━━ Textauszug

Yvonne und Guido sind ebenfalls dabei und so machen wir es uns inmitten der ziemlich verrückten Party-People gemütlich, grillen Steaks und Gemüse und trinken das ein oder andere Bier. Gut, bei den 2.000 Fahrzeugen hat sich wohl einer leicht verrechnet und eine «0» zu viel drangehängt, aber es ist trotzdem recht viel los und uns wird definitiv nicht langweilig. Schon deswegen, weil wir uns einen wirklich interessanten Platz ausgesucht haben, bei dem es ziemlich viel Sand gibt. Gefühlt jede Stunde gräbt sich irgendein leichtsinniger Camper in den Sand ein, und wir müssen ihn dann aus seiner misslichen Lage befreien. Na ja, müssen tun wir nicht, aber wir sind halt einfach mal so. Svens Sandbleche sind im Dauereinsatz, und dank ihm können wir dann auch eine sich anbahnende Ehekrise zwischen einem Pärchen aus Frankreich verhindern. Leider ist die Zeit viel zu schnell vorbei, doch das Wochenende ist grossartig. Da wir eher selten auf Partys sind, war es für mich eine mehr als gelungene Abwechslung.
Als wir uns gedacht haben, wir schreiben eben mal schnell einen Bericht über die zwei Monate, die wir in La Paz verbracht haben, glaubten wir, wir sind ziemlich schnell durch – da wir ja ohnehin nur „Pause“ gemacht haben. Doch eigentlich war wirklich immer etwas los. Und so kommt es, dass wir uns vom Campingplatzbetreiber einen Tipp geben lassen, wo die beste Werkstatt in La Paz ist. Seit wir unseren Coachmen gekauft haben, haben wir nie wirklich einen Check durchgeführt. Und nun, nach einigen tausend Meilen, wollen wir gerne wissen, ob unser Camper noch alle Schrauben am richtigen Ort hat. So fahren wir zu der uns empfohlenen Werkstatt.

━━━━
━━ Auszüge der Einträge

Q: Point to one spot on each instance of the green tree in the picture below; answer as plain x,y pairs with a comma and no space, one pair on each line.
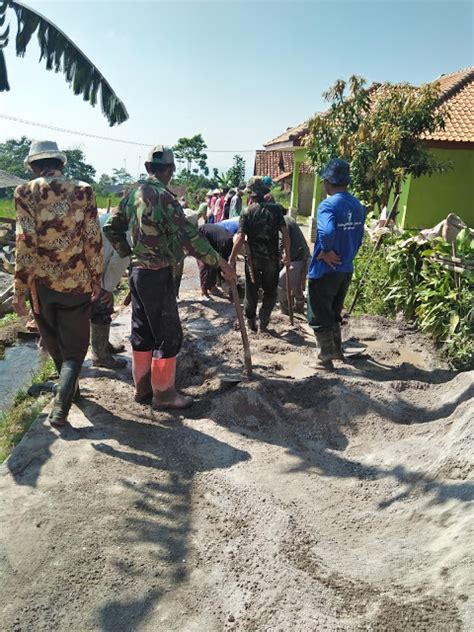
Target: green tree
236,174
60,54
12,154
121,176
192,151
77,167
379,131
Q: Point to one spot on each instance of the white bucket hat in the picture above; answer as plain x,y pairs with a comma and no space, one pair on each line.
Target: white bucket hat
40,149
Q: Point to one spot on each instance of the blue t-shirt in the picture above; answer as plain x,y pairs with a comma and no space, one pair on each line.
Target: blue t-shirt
231,225
340,223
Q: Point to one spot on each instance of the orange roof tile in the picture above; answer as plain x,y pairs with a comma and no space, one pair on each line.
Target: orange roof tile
457,92
276,164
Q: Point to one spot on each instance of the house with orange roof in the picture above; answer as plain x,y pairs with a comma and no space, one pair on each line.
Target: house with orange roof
424,201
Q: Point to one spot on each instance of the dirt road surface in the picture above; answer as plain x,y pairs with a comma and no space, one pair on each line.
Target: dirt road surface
296,501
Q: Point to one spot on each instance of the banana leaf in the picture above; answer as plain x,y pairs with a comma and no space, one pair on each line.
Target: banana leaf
61,55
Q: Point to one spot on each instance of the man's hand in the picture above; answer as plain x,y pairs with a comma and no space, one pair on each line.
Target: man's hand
228,271
96,290
107,298
331,258
19,305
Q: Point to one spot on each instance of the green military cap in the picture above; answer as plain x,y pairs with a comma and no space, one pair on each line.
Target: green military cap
161,155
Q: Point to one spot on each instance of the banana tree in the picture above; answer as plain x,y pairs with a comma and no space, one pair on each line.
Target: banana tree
60,54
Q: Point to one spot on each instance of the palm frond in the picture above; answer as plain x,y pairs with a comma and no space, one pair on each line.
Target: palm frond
61,55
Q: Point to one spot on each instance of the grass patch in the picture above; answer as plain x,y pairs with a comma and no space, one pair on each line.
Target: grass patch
8,319
15,421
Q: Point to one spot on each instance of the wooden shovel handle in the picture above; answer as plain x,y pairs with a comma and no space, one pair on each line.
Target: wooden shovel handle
288,294
243,330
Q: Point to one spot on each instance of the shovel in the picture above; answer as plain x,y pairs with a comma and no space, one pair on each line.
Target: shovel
234,378
288,295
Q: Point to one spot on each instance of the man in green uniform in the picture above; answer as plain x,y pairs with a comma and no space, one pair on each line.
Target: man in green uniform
161,236
261,223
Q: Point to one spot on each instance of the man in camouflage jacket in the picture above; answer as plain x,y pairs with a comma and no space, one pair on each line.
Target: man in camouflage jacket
161,235
261,223
59,263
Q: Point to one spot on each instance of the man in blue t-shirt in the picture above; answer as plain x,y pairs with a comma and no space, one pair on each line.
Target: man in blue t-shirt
340,224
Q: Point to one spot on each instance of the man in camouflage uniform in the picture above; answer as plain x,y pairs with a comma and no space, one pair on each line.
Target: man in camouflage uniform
261,223
59,263
159,233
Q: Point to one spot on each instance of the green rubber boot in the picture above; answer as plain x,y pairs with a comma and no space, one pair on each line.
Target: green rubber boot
65,392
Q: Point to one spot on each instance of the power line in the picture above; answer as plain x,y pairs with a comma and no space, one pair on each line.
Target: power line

━━━━

Aufgaben.
(A) Wie lange waren die Reisenden laut dem Reisebericht in La Paz?
(B) Knüpf an das Ende des Reiseberichts an und schreib ihn weiter.
Die Einträge haben mit dem Reisebericht nichts zu tun.

Lösungen.
(A) Zwei Monate.

(B)
Qualitätscheck
Wir sind zunächst sehr überrascht, denn wir werden ohne Termin sehr freundlich empfangen. Nur mit Englisch klappt es nicht so ganz, und mein Spanisch ist leider nicht mehr ganz auf dem Laufenden. Doch nach einigen Minuten kommt der Chef der Werkstatt, und der spricht nahezu perfektes Englisch. Wunderbar. Wir erklären ihm, dass wir gerne einen kompletten Fahrzeugcheck machen möchten. Alles kontrollieren und prüfen, ob irgendwo irgendetwas nicht mehr ganz dicht oder locker ist. Und wir haben seit geraumer Zeit ein nerviges Klopf-Geräusch, wenn wir über etwas unebenes Gelände fahren. Eine Werkstatt in Lake Havasu hat bereits vor ein paar Wochen einen kurzen Blick drauf geworfen und gemeint, die Stossdämpfer und Federn sind vermutlich schuld daran.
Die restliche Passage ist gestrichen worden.